* Instruction *
Pull out every line of the records below that contains the string "stripe", and copy each one in full. Matching is case-sensitive.

* Excerpted data *
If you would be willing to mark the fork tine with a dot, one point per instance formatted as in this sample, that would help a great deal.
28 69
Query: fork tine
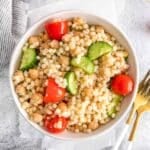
142 82
144 87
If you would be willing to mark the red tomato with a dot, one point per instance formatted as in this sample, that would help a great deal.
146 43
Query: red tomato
56 30
54 93
122 84
55 125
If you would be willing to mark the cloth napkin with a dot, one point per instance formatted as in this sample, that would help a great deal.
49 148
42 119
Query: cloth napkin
13 21
98 7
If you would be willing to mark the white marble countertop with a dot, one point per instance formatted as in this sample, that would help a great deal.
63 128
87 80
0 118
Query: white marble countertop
134 18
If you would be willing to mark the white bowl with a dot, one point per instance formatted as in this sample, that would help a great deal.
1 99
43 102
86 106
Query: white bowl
120 36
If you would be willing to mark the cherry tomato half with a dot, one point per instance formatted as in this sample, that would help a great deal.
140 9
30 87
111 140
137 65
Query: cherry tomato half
55 125
122 84
54 93
56 30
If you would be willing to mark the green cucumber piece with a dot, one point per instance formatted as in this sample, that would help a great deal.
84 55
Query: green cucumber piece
98 49
71 82
115 102
84 63
29 59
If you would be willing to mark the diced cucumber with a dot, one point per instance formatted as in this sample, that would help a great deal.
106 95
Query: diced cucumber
83 62
71 82
115 102
98 49
29 59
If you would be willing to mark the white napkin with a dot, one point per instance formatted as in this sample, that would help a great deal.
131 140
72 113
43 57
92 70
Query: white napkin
103 8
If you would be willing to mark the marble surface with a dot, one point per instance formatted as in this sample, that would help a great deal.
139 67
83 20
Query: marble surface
134 18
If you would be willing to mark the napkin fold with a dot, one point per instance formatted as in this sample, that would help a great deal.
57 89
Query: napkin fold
13 21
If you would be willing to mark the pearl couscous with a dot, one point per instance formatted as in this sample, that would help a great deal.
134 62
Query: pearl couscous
64 82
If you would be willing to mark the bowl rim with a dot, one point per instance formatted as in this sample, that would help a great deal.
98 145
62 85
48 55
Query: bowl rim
119 30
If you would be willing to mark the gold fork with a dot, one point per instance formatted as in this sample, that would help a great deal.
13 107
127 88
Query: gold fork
141 100
144 93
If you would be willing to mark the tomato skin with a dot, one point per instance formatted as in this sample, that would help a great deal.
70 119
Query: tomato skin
56 30
122 84
51 124
54 93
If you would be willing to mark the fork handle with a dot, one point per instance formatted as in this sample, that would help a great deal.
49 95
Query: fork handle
121 136
135 125
132 113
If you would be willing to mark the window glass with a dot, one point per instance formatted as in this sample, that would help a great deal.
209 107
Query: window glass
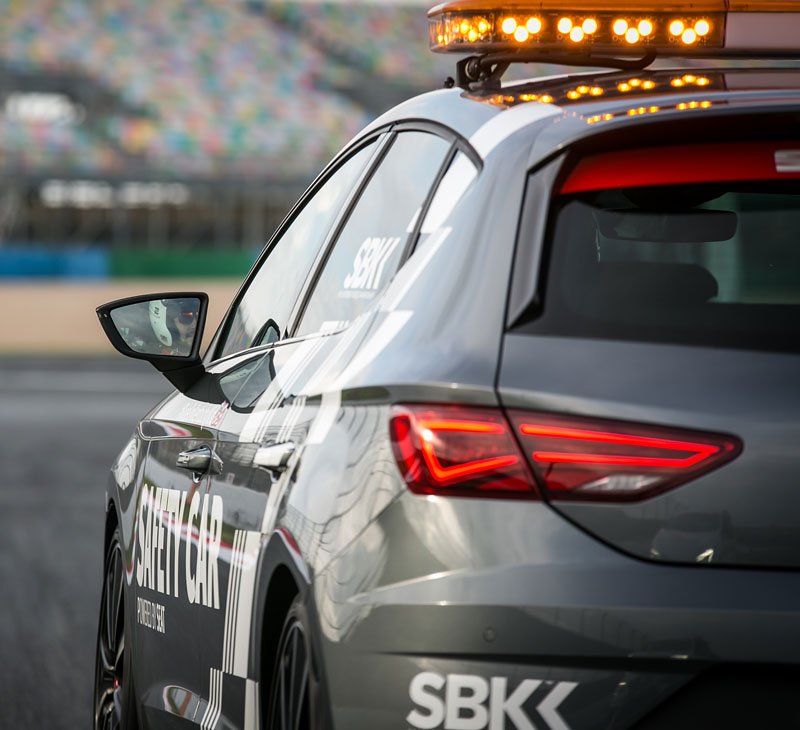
455 183
369 248
266 305
702 264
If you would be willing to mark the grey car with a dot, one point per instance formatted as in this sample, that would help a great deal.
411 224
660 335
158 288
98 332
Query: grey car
501 431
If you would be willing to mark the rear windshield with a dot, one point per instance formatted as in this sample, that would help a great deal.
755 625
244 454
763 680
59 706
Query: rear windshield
715 264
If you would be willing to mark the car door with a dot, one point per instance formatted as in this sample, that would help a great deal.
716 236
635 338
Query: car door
281 405
177 533
253 331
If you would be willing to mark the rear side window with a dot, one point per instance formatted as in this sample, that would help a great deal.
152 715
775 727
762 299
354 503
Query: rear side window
708 264
371 243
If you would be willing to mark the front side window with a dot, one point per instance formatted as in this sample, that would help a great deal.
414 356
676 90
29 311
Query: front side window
371 243
263 311
711 264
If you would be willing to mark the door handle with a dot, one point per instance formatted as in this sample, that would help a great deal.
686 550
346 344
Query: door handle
275 457
199 461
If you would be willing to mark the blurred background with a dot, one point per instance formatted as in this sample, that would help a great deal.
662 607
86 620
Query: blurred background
145 145
150 145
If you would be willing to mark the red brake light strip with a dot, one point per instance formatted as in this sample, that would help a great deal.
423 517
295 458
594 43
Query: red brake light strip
443 473
699 452
679 164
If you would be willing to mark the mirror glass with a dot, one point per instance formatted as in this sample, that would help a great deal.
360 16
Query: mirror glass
159 326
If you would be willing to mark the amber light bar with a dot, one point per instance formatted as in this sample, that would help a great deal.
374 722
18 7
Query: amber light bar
688 28
529 28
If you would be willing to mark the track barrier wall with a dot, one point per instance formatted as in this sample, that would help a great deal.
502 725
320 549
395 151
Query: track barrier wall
48 295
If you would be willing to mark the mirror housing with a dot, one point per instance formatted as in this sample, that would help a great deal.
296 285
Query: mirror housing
164 329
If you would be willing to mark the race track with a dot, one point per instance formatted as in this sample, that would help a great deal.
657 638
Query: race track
62 423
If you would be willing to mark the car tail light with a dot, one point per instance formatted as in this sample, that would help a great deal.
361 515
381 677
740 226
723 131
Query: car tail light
459 451
587 459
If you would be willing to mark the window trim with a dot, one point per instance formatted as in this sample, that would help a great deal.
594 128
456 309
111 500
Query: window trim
457 143
213 352
388 132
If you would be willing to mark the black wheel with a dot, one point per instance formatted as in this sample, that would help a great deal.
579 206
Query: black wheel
293 688
113 705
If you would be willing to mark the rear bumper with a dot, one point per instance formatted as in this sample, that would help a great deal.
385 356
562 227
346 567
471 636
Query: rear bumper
547 628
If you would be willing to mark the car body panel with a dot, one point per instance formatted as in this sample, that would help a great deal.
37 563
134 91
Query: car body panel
545 615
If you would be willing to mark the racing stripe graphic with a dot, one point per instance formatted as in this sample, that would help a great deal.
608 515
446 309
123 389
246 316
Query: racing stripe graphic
233 590
214 706
251 719
239 603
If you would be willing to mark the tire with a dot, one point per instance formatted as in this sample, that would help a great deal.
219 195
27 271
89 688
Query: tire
113 707
295 696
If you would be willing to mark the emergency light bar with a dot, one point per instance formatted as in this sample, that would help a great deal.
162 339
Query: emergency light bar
624 27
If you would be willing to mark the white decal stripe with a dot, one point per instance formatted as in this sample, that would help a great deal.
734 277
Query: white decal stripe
276 391
244 604
227 654
280 387
251 720
406 277
211 715
326 416
318 381
394 322
237 597
235 606
291 419
228 602
218 709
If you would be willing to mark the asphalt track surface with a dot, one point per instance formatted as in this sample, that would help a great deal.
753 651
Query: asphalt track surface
62 422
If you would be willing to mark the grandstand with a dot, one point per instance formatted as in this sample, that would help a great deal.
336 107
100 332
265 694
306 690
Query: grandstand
152 123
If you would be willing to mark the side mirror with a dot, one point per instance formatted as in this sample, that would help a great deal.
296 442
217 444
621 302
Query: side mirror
164 329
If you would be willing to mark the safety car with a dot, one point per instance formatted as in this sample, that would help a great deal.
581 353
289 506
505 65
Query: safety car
501 430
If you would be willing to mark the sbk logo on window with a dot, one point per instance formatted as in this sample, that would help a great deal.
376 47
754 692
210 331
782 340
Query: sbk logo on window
470 702
369 263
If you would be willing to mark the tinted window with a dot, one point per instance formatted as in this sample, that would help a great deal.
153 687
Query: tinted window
266 305
372 241
703 264
457 180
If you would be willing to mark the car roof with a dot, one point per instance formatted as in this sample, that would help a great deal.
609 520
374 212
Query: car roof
601 98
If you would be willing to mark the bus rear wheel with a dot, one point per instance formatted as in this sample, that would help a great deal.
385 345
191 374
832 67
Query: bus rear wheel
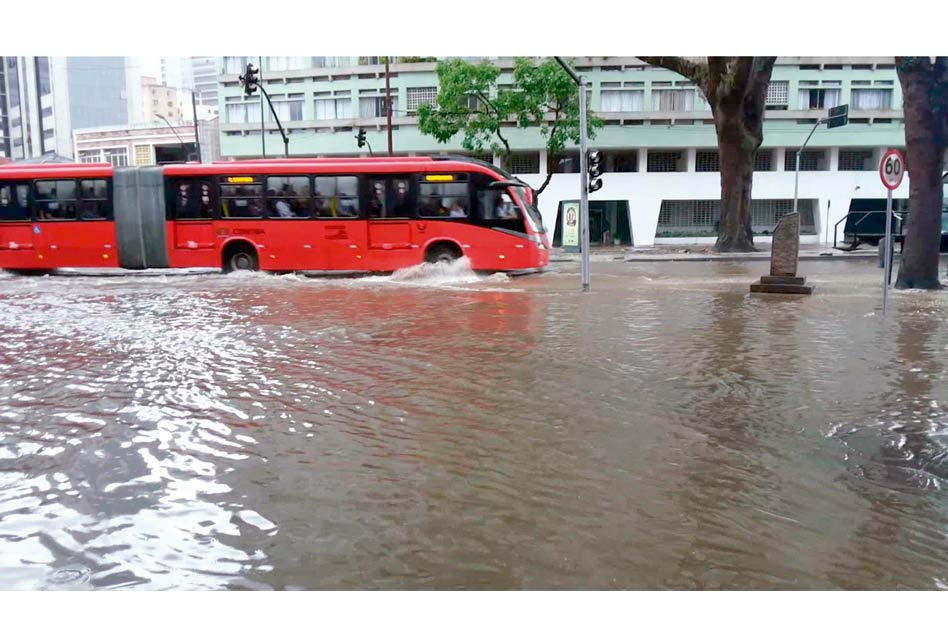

* Task response *
If you would be willing to mark the racing stripe graphic with a dot, one point per instance formatted as in this sample, that would help a great deal.
Query: racing stripe graphic
If you would be willing to mark the white decal stripe with a dot, one point per instance formatted as in this sample, that would help a great deal.
Query: white decal stripe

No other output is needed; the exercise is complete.